Reproduce the stretch of entries below, from the start through the line containing "x=1209 y=430", substituting "template" for every "sample" and leaving everything else unchanged.
-=-=-=-=-
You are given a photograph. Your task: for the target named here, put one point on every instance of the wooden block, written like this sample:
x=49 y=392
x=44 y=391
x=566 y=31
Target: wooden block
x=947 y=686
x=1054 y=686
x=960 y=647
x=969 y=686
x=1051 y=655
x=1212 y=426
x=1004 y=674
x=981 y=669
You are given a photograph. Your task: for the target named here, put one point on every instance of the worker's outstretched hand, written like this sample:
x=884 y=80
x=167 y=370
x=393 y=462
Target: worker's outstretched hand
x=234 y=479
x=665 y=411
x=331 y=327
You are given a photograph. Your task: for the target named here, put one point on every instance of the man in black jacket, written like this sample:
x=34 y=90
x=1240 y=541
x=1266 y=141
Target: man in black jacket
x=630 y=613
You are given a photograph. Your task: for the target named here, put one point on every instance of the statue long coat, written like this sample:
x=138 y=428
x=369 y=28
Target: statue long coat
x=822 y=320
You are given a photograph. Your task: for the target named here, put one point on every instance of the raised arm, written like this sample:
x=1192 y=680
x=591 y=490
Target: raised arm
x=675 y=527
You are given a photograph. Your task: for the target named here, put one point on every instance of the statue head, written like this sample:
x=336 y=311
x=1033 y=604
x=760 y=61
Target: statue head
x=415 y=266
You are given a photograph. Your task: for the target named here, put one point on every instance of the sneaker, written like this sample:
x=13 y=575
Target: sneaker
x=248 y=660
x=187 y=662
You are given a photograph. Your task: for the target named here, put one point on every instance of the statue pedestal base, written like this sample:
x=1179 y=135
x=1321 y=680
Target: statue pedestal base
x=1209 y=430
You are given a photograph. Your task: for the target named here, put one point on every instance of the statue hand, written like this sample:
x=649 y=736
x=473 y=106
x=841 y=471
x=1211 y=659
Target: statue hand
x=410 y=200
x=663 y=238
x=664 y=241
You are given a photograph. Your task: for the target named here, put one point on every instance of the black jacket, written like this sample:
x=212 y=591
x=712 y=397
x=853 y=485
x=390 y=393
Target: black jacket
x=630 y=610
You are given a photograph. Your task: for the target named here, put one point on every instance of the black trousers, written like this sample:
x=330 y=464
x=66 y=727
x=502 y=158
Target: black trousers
-=-=-=-=-
IN RESPONSE:
You are given a photograph. Your task: for the target named here, put one point on every instance of the wooden block, written like this template:
x=49 y=392
x=44 y=391
x=566 y=31
Target: wooden block
x=947 y=686
x=1054 y=686
x=960 y=647
x=969 y=686
x=1051 y=655
x=1212 y=426
x=1004 y=674
x=981 y=669
You are given a photograph. Your task: for the target named here, put one point on every instance of the worker's outstretched hand, written like this template:
x=884 y=80
x=167 y=370
x=393 y=462
Target: worker's outstretched hand
x=234 y=479
x=665 y=411
x=331 y=327
You are given a photograph. Your task: for the target named here, put one point on every instance of the man in black jacket, written like this template:
x=34 y=90
x=1240 y=541
x=1266 y=141
Target: man in black jacket
x=630 y=613
You are given a photograph. Your task: for the target named here, put one point on every instance of the statue long coat, written like this template:
x=138 y=428
x=369 y=28
Target: statue long coat
x=822 y=320
You are given a photograph. Your task: for the target named here, put one point on every instance of the raised arm, written like this template:
x=1192 y=680
x=591 y=490
Target: raised arm
x=675 y=527
You are given a photograph. Your task: for the target named here, put one point on every instance of the statue head, written like this template:
x=336 y=311
x=1033 y=604
x=760 y=61
Target: statue head
x=415 y=266
You are given a photograph. Your task: for the target named here, put one point on every instance of the sneaker, written like this template:
x=13 y=575
Target: sneaker
x=248 y=660
x=187 y=662
You are given a photograph. Your task: for the target named here, put one point on every instance of the statue pedestal base, written like this template:
x=1179 y=135
x=1321 y=680
Target: statue pedestal base
x=1209 y=430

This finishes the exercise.